Wednesday, January 12, 2011

Is it ever okay to experiment on people if they know the risks and the risks are low?

I watched a movie the other day called Extreme Measures.  *movie spoiler alert*  A famous doctor was taking homeless people and performing experiments on them to find a procedure to allow parapalegics to walk again.  The ethical delimna was whether he should sacrifice these few homeless people in order to help thousands of people who are unable to walk.

It made me think about the issue.  Science sacrifices animals all the time to determine if a medicine or medical procedure is safe and can then be used on humans.  The animals cannot be asked if they wish to be part of the experiments.  But humans can.  The doctor in the movie was obviously wrong in using people without their knowledge.  In the movie, he states that he is rather old and doesn't have time to wait years for experiments on rats and monkeys.

Is it ever okay to experiment on people when the odds of survival are slim to none?

Obviously, taking people, homeless or not, is unethical.  But what if you asked for volunteers?  If you spelled everything out to people and showed them the risks and benefits, to them and humanity, would that be okay?  I am of the mind that if people are in control of their mental faculties, they can make any decision they wish.  If someone asks for volunteers and someone steps forward, they can all sign the appropriate paperwork (and maybe be overseen by a 'oversight committee') then the doctor and volunteer can proceed.  I can imagine there would be a few people who would want to do this.  There are always a few individuals who will volunteer for anything.  But would they get the right kind of people?  Would they get volunteers who fit the criteria they needed?

But what if they can't get enough volunteers?  Maybe the odds of success are too low.  Would it be okay to pay for volunteers?  If people were offered a substantial amount of money, would it be appropriate?  I can certainly see more volunteers stepping forward.  Money can be a strong motivator.  And even if the odds of success are low, the money could be given to their family.  If the volunteer was of sound mind, would this be okay?

I am of the opinion, that if someone is capable of making decisions for themselves, then they can volunteer for any and all procedures that are offered.  But money should probably not enter the equation (maybe living expenses?).  It makes the reasons for volunteering more difficult to ascertain.  And I like the idea of an oversight committee.  A group of medical professionals (and laypersons?) who make sure that what the scientist/doctor is doing needs volunteers and that the volunteers are not being coerced.

The needs of the many outweight the needs of the few, or the one.  As long as that one understands the risks involved.

--------------------------------------------------

* [Goal of the exercise]
Answer these questions from the post on experimenting on people:
(a) What is the name of the movie the writer watched?
(b) In that movie, what reason does the doctor give for not waiting for tests on rats and monkeys?
(c) Who would make up the oversight committee the writer likes?
You don't need the records for any of this.

* [Entries shown]

--------------------------------------------------

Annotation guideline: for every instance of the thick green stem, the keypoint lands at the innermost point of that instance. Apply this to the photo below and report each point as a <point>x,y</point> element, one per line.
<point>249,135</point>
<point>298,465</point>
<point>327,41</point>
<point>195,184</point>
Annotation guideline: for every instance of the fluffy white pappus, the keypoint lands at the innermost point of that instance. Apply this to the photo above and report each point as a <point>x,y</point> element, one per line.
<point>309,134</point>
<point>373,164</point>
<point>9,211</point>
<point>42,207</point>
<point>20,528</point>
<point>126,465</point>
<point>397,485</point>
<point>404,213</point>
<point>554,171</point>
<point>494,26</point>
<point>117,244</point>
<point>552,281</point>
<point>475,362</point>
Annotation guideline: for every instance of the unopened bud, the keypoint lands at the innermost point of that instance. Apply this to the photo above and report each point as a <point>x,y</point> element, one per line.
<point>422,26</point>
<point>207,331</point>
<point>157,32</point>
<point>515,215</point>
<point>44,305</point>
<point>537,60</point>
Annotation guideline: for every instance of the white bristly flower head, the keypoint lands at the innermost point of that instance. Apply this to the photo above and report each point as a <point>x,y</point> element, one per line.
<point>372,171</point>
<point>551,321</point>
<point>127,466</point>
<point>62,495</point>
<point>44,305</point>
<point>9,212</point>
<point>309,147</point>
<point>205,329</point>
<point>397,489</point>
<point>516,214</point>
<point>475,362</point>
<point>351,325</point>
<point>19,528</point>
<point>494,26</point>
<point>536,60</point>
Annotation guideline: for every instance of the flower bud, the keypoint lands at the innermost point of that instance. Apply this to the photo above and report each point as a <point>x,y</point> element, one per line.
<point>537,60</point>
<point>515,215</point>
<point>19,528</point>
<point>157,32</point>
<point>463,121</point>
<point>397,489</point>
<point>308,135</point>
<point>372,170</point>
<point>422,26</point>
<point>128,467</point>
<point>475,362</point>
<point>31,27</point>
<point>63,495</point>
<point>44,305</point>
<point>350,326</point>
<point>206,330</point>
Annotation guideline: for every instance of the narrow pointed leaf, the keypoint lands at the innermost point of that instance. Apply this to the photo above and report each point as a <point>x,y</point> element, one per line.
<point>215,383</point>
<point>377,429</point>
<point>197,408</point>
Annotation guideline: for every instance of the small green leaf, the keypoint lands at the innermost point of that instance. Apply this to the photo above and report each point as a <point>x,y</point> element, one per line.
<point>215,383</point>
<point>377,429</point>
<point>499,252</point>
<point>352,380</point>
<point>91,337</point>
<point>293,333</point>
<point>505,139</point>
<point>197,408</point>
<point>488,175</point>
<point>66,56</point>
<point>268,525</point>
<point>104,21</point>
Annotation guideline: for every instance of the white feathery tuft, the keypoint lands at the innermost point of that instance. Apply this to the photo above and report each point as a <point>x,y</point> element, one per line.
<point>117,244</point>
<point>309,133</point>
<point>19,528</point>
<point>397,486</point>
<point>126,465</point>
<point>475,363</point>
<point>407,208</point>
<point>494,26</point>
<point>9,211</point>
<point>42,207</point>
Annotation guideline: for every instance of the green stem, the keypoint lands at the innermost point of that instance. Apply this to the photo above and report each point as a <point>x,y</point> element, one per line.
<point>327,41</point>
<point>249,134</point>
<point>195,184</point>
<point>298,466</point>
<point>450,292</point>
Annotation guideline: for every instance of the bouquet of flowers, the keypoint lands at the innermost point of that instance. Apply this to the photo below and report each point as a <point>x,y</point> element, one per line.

--------------------------------------------------

* [Reply to the task]
(a) Extreme Measures.
(b) He says he is rather old and doesn't have time to wait years for those tests.
(c) A group of medical professionals, and maybe laypersons.